A single number is wanted: how many lines of the data below include the string "gold"?

= Beginning of Section =

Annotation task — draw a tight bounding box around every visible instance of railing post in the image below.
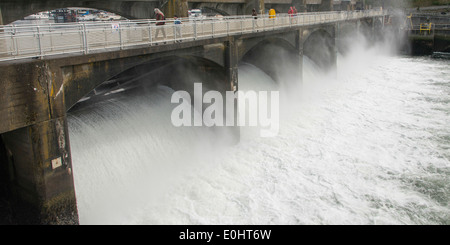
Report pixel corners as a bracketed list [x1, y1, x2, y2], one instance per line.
[173, 23, 176, 41]
[272, 16, 275, 30]
[118, 23, 123, 49]
[81, 23, 88, 54]
[194, 20, 197, 40]
[252, 16, 255, 32]
[12, 24, 18, 56]
[263, 15, 266, 30]
[37, 26, 43, 58]
[148, 20, 152, 44]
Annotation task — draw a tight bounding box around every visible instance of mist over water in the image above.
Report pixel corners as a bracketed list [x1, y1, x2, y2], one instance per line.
[68, 35, 450, 224]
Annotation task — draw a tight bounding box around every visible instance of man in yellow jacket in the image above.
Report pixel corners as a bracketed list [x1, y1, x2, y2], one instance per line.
[269, 8, 276, 19]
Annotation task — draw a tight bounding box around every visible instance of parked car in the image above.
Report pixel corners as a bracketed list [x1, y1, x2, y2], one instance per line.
[188, 9, 205, 21]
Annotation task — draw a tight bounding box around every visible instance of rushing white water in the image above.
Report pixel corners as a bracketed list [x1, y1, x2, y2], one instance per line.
[68, 41, 450, 225]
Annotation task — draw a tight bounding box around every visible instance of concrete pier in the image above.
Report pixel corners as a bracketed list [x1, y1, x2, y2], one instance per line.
[0, 61, 77, 224]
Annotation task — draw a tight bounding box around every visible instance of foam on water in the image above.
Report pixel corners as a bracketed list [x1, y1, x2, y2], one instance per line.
[68, 42, 450, 225]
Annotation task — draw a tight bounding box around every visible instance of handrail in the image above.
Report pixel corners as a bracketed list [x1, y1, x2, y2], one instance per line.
[419, 22, 433, 34]
[0, 9, 386, 62]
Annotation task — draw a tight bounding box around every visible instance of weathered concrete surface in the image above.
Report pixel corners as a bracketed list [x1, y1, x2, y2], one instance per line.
[0, 7, 3, 25]
[304, 0, 333, 12]
[0, 61, 65, 134]
[408, 34, 450, 55]
[0, 61, 77, 224]
[318, 0, 333, 12]
[1, 119, 78, 224]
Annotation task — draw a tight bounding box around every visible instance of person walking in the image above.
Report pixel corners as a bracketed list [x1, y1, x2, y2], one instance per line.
[288, 6, 294, 24]
[154, 8, 166, 40]
[288, 6, 294, 18]
[293, 6, 298, 24]
[252, 8, 258, 19]
[252, 8, 258, 29]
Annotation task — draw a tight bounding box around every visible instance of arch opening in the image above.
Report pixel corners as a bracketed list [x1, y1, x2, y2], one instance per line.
[12, 7, 127, 25]
[0, 1, 159, 25]
[66, 54, 239, 224]
[303, 29, 336, 71]
[68, 55, 228, 113]
[241, 38, 302, 87]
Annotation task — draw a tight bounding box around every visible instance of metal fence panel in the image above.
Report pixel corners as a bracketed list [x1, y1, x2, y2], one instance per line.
[0, 9, 385, 62]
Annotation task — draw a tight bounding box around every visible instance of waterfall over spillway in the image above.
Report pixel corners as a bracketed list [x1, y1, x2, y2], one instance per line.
[68, 45, 450, 225]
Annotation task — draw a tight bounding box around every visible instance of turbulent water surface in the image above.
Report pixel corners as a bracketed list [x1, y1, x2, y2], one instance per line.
[68, 42, 450, 225]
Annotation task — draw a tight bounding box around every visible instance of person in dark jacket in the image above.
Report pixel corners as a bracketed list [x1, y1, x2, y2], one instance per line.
[252, 8, 258, 28]
[154, 8, 166, 40]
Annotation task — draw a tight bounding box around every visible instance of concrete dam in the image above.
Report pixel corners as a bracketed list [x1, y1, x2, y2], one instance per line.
[0, 4, 387, 224]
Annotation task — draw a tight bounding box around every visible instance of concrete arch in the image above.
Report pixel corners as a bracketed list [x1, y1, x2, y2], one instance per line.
[238, 33, 298, 61]
[337, 21, 360, 54]
[65, 55, 227, 111]
[240, 37, 301, 84]
[374, 18, 383, 30]
[301, 26, 334, 48]
[200, 6, 231, 16]
[302, 28, 336, 71]
[0, 0, 159, 24]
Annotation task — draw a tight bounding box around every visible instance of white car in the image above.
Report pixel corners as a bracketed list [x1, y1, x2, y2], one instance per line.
[188, 9, 205, 21]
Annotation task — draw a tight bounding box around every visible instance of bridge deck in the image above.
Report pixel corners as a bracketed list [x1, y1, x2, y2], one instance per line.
[0, 10, 385, 62]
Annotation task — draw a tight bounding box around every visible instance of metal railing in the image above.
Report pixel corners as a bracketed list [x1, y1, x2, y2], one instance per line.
[409, 23, 450, 35]
[0, 9, 385, 62]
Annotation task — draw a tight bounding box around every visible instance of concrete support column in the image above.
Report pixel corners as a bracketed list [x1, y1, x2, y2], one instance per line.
[0, 6, 3, 26]
[0, 61, 78, 224]
[224, 37, 240, 143]
[225, 37, 238, 92]
[372, 17, 375, 32]
[259, 0, 265, 15]
[331, 24, 338, 76]
[2, 117, 78, 224]
[292, 0, 306, 13]
[166, 0, 188, 18]
[0, 7, 6, 59]
[244, 0, 264, 15]
[319, 0, 333, 12]
[296, 28, 304, 84]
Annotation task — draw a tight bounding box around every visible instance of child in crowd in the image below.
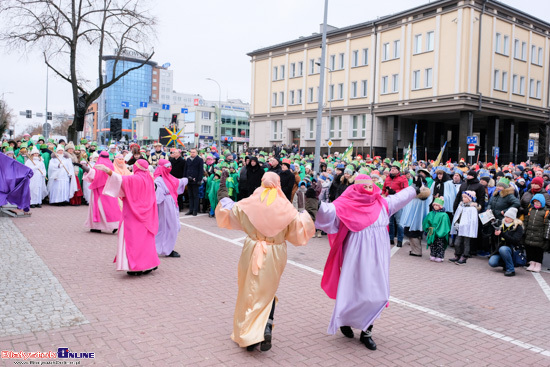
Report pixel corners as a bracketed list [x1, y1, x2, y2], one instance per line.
[489, 208, 524, 277]
[524, 194, 549, 273]
[422, 197, 451, 262]
[293, 181, 307, 212]
[450, 191, 480, 265]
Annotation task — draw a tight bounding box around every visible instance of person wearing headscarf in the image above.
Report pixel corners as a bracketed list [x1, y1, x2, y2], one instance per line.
[215, 172, 315, 352]
[97, 159, 160, 276]
[47, 145, 77, 206]
[82, 151, 122, 234]
[113, 153, 132, 176]
[315, 174, 418, 350]
[25, 146, 48, 208]
[154, 159, 188, 258]
[245, 156, 264, 198]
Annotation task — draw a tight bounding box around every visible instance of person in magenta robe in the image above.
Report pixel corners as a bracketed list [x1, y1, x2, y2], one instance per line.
[96, 159, 160, 276]
[154, 159, 188, 257]
[315, 174, 418, 350]
[83, 151, 121, 233]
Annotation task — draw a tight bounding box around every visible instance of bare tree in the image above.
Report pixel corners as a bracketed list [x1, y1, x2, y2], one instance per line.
[0, 0, 156, 141]
[0, 98, 14, 138]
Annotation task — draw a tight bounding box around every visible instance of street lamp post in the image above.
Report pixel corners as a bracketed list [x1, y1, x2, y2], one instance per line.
[316, 63, 333, 155]
[314, 0, 329, 174]
[206, 78, 221, 148]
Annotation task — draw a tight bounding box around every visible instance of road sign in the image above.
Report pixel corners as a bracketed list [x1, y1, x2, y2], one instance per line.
[162, 104, 170, 110]
[194, 99, 199, 106]
[121, 101, 130, 107]
[466, 136, 478, 145]
[528, 139, 535, 153]
[468, 144, 475, 156]
[327, 140, 333, 147]
[181, 108, 188, 114]
[494, 147, 499, 157]
[140, 102, 148, 108]
[468, 144, 475, 151]
[42, 122, 51, 138]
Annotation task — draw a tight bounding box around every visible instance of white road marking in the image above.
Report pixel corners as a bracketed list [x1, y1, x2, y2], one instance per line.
[180, 222, 550, 357]
[532, 272, 550, 302]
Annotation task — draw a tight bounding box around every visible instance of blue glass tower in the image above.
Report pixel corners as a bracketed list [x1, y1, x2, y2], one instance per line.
[102, 56, 157, 136]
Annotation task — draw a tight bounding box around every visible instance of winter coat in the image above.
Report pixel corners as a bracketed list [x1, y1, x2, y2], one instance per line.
[523, 207, 550, 249]
[293, 186, 307, 211]
[336, 175, 354, 199]
[453, 178, 486, 213]
[291, 171, 300, 202]
[519, 189, 550, 216]
[487, 187, 521, 222]
[245, 158, 264, 196]
[267, 163, 282, 175]
[279, 170, 295, 201]
[329, 173, 344, 202]
[492, 219, 524, 255]
[382, 173, 408, 196]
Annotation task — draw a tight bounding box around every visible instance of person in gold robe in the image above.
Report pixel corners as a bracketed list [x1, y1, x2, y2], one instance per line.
[216, 171, 315, 352]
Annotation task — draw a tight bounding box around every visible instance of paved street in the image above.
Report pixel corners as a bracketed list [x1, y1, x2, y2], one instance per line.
[2, 205, 550, 366]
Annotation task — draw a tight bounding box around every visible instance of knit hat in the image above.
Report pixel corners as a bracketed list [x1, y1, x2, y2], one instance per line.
[480, 176, 491, 184]
[531, 177, 544, 187]
[65, 142, 75, 150]
[30, 146, 40, 155]
[467, 169, 477, 179]
[433, 197, 445, 207]
[496, 177, 510, 189]
[463, 190, 476, 202]
[344, 167, 353, 175]
[503, 207, 518, 220]
[531, 193, 546, 208]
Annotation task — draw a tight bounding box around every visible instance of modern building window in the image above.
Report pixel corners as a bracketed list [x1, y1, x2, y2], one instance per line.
[529, 79, 535, 98]
[520, 76, 525, 95]
[495, 33, 501, 53]
[339, 53, 345, 69]
[412, 70, 421, 90]
[297, 89, 303, 104]
[316, 86, 320, 102]
[352, 50, 359, 67]
[493, 69, 500, 90]
[308, 118, 315, 139]
[298, 61, 303, 76]
[425, 68, 433, 88]
[531, 45, 537, 64]
[329, 54, 336, 70]
[290, 63, 296, 78]
[152, 86, 157, 90]
[308, 87, 314, 103]
[392, 74, 399, 93]
[272, 92, 277, 106]
[271, 120, 282, 140]
[280, 65, 285, 79]
[513, 39, 520, 59]
[309, 59, 315, 75]
[201, 125, 211, 134]
[512, 74, 518, 94]
[362, 48, 369, 65]
[393, 40, 400, 59]
[279, 92, 284, 105]
[337, 83, 344, 99]
[382, 42, 390, 61]
[503, 35, 509, 56]
[351, 81, 358, 98]
[273, 66, 278, 81]
[502, 71, 508, 92]
[381, 76, 388, 94]
[328, 84, 334, 101]
[350, 115, 367, 138]
[414, 34, 422, 54]
[536, 81, 542, 99]
[538, 48, 543, 66]
[426, 31, 434, 52]
[201, 111, 211, 120]
[329, 116, 342, 139]
[361, 80, 368, 97]
[289, 90, 295, 105]
[521, 42, 527, 61]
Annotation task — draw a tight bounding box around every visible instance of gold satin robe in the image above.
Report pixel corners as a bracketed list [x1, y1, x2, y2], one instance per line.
[216, 202, 315, 347]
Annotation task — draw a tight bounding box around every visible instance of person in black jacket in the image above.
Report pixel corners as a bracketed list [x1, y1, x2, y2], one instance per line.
[169, 148, 186, 211]
[453, 170, 486, 213]
[246, 156, 264, 197]
[267, 157, 282, 175]
[183, 148, 204, 216]
[279, 160, 295, 201]
[238, 156, 250, 200]
[488, 207, 524, 276]
[329, 164, 345, 202]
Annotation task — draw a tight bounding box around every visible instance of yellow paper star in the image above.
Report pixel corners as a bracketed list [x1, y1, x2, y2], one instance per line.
[162, 127, 186, 147]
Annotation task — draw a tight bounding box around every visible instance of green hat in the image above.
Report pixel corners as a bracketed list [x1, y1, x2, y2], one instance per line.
[392, 162, 402, 169]
[5, 147, 14, 153]
[38, 136, 45, 141]
[214, 169, 222, 177]
[258, 157, 265, 163]
[220, 162, 229, 168]
[224, 149, 231, 156]
[20, 142, 28, 148]
[280, 149, 287, 155]
[384, 158, 391, 164]
[91, 142, 98, 147]
[359, 167, 369, 175]
[497, 177, 510, 188]
[80, 138, 88, 144]
[433, 197, 445, 207]
[1, 142, 8, 147]
[48, 138, 55, 143]
[41, 144, 48, 149]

= End of Section =

### Task answer:
2